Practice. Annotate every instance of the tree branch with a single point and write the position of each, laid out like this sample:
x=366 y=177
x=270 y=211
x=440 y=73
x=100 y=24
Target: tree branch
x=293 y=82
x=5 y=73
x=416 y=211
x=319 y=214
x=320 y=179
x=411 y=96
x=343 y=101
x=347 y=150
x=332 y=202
---
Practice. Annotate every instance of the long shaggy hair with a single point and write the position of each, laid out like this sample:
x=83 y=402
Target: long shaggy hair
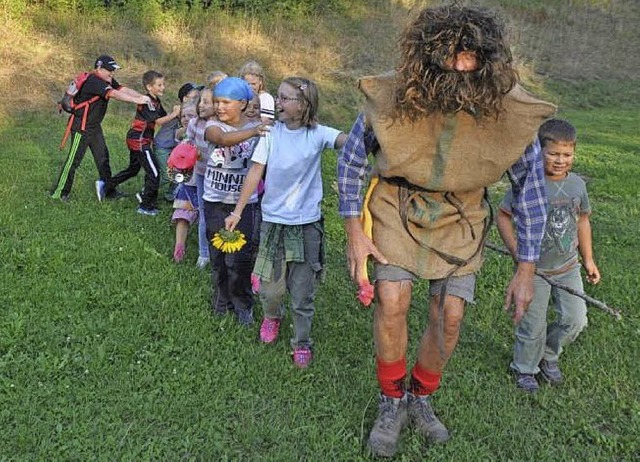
==
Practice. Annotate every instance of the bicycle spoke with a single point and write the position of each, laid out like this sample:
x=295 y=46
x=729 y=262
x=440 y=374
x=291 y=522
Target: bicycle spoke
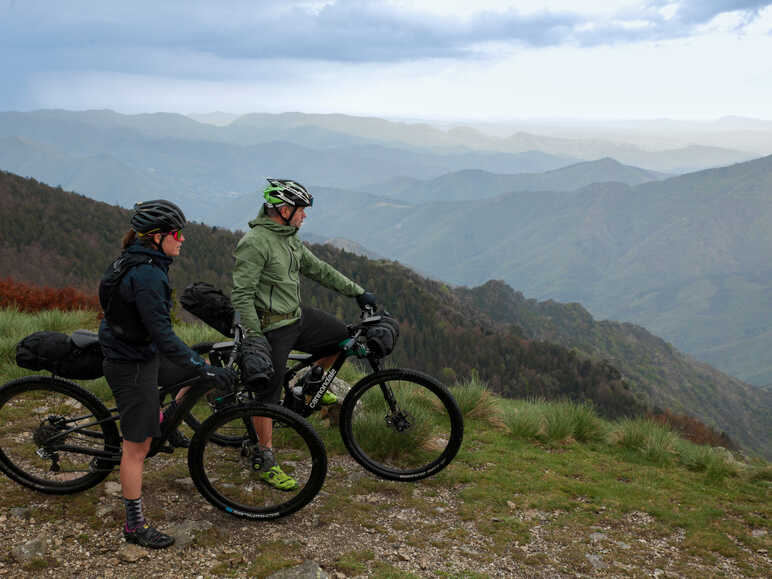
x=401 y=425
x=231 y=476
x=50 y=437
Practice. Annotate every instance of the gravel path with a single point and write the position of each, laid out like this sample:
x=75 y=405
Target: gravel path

__Given request__. Show every line of the data above that contains the word "hair". Case counts when matching.

__Response below__.
Practice. Annotate every instance of the long shaggy hair with a single point and write the position of each, laid out like this sample:
Target: long shaggy hair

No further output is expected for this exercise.